[Opening PASSAGE FOR REVIEW section]

Niebla sorediata

Scientific classification
- Kingdom: Fungi
- Division: Ascomycota
- Class: Lecanoromycetes
- Order: Lecanorales
- Family: Ramalinaceae
- Genus: Niebla
- Species: N. sorediata
- Binomial name: Niebla sorediata Spjut (1996)

= Niebla sorediata =

- Authority: Spjut (1996)

Species of lichen

Niebla sorediata is a fruticose lichen that grows on rocks along the foggy Pacific Coast of North America, in the Channel Islands (San Clemente Island) of California and on Guadalupe Island of Baja California. The epithet, sorediata, is in reference to the development of soredia (soredium).

[Closing PASSAGE FOR REVIEW section]
[Opening EXTRACTED MATERIAL section]

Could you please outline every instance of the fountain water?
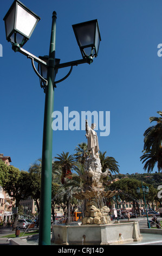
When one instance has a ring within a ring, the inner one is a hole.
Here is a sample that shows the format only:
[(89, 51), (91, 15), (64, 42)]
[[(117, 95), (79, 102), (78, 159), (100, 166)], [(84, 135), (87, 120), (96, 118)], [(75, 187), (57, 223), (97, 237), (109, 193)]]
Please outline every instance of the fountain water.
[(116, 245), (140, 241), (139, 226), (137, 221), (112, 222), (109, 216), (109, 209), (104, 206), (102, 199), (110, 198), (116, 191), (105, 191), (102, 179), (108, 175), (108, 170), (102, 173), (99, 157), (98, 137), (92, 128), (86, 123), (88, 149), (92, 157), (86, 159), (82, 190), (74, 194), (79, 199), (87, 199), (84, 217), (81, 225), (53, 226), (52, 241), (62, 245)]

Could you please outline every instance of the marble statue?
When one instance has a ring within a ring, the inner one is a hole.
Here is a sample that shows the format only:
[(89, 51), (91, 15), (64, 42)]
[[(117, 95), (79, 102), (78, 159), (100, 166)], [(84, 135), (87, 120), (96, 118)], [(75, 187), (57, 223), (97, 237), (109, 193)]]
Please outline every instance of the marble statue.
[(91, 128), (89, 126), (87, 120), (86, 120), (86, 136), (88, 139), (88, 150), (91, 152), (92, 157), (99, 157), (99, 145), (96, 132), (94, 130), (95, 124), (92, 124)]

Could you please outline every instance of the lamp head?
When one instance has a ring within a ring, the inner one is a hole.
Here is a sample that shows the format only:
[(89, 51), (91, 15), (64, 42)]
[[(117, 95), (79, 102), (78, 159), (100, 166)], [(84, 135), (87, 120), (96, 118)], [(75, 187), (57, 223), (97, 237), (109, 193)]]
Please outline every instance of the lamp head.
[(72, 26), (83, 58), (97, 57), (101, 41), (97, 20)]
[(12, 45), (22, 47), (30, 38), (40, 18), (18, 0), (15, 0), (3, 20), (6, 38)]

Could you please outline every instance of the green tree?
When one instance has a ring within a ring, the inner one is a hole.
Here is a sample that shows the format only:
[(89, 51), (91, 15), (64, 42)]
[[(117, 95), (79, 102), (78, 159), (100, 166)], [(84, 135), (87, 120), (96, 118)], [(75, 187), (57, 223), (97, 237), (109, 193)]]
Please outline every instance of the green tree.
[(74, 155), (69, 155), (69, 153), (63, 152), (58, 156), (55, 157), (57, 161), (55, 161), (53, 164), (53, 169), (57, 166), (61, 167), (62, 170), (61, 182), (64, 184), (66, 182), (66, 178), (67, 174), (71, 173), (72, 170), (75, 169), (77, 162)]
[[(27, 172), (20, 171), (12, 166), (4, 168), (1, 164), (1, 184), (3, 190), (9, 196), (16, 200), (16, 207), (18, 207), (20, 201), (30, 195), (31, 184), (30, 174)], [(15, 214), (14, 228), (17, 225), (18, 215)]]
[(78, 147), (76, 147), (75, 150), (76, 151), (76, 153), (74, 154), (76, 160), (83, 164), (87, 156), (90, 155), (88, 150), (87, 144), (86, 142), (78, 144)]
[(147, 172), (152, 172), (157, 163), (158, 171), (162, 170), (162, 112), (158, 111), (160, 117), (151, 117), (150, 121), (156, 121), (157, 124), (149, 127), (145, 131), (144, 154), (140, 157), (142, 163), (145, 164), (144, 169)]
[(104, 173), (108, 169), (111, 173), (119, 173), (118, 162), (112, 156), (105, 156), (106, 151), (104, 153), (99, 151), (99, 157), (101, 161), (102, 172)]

[Closing EXTRACTED MATERIAL section]
[Opening EXTRACTED MATERIAL section]

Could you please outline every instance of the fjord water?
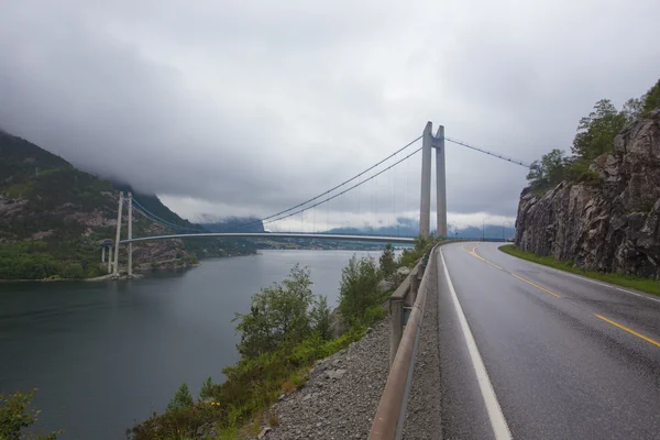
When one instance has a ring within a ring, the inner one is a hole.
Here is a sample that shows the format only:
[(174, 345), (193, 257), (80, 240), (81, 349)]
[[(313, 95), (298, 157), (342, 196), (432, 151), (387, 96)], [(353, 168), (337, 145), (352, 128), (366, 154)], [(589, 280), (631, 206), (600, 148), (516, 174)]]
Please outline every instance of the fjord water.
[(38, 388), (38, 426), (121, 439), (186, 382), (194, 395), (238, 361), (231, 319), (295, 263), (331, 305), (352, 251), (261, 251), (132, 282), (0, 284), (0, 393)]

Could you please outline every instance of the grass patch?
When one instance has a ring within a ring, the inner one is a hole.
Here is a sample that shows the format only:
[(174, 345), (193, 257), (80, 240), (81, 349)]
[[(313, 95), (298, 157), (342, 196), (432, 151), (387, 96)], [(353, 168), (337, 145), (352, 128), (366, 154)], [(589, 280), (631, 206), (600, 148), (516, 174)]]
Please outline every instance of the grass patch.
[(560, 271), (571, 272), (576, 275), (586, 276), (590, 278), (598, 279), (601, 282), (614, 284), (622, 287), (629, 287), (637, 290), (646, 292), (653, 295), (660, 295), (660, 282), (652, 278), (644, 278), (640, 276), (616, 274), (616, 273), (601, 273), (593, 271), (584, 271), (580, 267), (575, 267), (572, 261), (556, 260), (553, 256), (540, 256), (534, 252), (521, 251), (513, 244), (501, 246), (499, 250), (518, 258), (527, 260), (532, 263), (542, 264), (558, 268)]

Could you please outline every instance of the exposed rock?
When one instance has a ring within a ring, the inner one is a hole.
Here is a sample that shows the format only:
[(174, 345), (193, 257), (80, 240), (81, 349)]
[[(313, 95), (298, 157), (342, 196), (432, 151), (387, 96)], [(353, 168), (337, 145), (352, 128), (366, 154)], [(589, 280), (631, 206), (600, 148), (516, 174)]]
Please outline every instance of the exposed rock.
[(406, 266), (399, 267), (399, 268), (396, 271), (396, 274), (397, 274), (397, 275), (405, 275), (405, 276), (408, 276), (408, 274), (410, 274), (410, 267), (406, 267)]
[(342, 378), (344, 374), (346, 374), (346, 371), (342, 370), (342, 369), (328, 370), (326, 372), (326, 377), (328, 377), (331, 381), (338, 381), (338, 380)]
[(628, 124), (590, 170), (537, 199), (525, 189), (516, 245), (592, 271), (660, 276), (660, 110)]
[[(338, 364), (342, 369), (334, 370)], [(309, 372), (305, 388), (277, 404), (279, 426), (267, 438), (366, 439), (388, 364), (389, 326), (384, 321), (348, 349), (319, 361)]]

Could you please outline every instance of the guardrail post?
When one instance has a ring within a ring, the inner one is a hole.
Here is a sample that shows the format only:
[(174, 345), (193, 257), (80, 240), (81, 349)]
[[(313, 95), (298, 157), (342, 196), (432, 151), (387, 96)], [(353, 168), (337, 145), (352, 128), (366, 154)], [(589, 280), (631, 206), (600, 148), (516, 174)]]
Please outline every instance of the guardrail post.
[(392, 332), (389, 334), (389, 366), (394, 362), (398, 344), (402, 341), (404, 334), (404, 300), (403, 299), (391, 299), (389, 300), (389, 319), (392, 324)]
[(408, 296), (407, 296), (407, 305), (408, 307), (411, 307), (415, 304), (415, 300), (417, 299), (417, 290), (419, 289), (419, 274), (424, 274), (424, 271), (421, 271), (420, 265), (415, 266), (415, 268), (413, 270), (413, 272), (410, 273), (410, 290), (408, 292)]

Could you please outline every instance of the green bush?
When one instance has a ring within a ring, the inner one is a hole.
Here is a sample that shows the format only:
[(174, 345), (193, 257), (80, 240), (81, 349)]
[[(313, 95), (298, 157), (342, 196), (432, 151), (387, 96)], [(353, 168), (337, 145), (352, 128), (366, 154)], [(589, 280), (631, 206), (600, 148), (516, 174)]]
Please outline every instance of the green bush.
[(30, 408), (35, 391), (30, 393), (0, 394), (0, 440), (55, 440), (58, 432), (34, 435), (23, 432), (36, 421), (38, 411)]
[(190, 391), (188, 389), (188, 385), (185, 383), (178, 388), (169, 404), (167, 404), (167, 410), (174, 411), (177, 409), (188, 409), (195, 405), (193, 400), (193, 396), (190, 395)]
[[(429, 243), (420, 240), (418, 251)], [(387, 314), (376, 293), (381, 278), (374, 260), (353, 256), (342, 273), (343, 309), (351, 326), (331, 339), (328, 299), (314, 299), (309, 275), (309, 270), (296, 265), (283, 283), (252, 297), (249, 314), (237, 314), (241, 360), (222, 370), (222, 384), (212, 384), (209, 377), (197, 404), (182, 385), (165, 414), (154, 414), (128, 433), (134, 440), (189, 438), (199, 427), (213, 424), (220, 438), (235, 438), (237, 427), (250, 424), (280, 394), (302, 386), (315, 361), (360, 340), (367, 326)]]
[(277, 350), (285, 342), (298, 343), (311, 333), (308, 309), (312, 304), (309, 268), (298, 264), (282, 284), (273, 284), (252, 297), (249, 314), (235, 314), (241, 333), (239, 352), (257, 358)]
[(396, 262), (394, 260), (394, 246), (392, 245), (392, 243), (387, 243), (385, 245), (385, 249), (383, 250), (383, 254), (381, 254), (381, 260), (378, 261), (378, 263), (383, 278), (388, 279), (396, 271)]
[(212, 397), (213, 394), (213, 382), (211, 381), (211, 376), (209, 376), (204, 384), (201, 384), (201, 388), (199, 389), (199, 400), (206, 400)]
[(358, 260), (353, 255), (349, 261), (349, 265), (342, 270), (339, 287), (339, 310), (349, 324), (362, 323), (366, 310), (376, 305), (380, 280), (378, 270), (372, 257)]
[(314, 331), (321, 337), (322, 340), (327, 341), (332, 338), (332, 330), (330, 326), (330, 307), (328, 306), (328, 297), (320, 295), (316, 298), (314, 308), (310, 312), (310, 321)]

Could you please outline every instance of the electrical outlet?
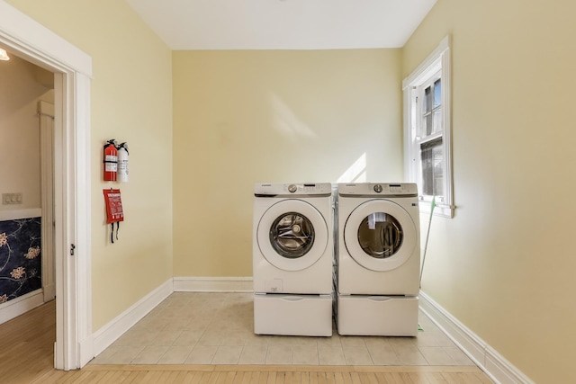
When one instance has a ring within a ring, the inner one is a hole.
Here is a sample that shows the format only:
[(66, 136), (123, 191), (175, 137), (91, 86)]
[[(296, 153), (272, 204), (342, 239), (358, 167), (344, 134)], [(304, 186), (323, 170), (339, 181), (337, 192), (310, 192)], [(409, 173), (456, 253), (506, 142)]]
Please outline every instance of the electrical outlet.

[Closing EXTRACTED MATERIAL section]

▶ PROBLEM:
Extend the Niebla sorediata article, picking up after its last sentence. The data has no connection to the lichen article.

▶ RESULT OF THIS EXERCISE:
==Distinguishing features==

Niebla sorediata is distinguished by a thallus divided into subtubular-prismatic branches from a pale yellow pigmented holdfast, the primary branches—from the holdfast—generally oblong in outline, to 5 cm long and 1.0–3 mm wide, branching above base but from below the middle, with obscure cortical ridges between branch margins, the cortical ridges along branch margins with short rod-like isidia (isidium) that develop one to three terminal capitate granular soralia (soredium), and by containing divaricatic acid, with triterepenes. Similar species are those that produce only isidia, Niebla isidiaescens, Niebla isidiosa, and Niebla usneoides.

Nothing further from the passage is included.